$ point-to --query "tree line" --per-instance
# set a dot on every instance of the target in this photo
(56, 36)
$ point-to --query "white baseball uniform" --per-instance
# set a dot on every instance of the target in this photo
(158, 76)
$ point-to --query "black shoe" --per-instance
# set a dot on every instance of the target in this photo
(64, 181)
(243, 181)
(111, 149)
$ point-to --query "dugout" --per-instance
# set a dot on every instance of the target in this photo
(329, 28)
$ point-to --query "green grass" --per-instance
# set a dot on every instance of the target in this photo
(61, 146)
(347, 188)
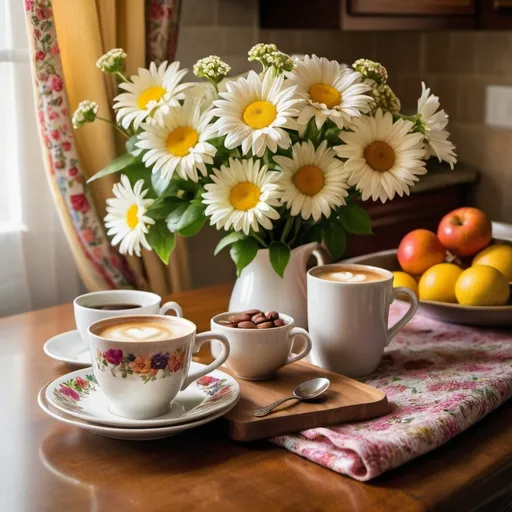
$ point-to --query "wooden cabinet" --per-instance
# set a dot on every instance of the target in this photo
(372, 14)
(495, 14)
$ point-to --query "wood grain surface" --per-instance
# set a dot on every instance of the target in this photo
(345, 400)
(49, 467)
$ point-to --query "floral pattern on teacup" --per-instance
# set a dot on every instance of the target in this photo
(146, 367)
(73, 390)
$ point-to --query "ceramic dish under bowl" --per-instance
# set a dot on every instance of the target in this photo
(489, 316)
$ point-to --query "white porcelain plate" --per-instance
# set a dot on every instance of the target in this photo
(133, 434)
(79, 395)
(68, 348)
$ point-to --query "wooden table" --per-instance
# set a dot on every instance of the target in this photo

⁂

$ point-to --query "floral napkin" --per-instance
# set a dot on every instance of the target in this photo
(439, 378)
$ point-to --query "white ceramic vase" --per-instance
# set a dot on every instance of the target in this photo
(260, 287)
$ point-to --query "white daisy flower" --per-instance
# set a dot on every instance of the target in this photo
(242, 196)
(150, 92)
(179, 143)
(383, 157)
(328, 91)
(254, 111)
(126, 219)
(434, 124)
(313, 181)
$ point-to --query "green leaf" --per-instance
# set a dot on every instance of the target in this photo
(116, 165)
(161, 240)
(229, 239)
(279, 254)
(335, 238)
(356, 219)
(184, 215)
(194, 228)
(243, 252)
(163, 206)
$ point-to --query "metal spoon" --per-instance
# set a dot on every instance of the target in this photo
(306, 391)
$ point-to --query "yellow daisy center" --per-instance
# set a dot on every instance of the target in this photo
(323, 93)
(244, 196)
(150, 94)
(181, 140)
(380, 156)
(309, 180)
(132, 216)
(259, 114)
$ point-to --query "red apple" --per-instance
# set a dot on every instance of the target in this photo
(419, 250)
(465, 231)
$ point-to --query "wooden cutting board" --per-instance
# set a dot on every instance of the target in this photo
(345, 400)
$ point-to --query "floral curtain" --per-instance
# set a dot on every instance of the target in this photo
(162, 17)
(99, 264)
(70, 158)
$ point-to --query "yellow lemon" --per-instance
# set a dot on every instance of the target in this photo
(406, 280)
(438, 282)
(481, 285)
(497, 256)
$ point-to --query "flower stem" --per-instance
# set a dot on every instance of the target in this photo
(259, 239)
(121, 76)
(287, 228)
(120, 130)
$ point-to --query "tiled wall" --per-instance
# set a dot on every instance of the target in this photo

⁂

:: Task requirements ::
Show every line of the records that contains the word "flower", copied in full. Case counts.

:: Complete answer ::
$ point-to --query "white daisy flower" --per-instance
$ point-to --query "flower stem" --per-instance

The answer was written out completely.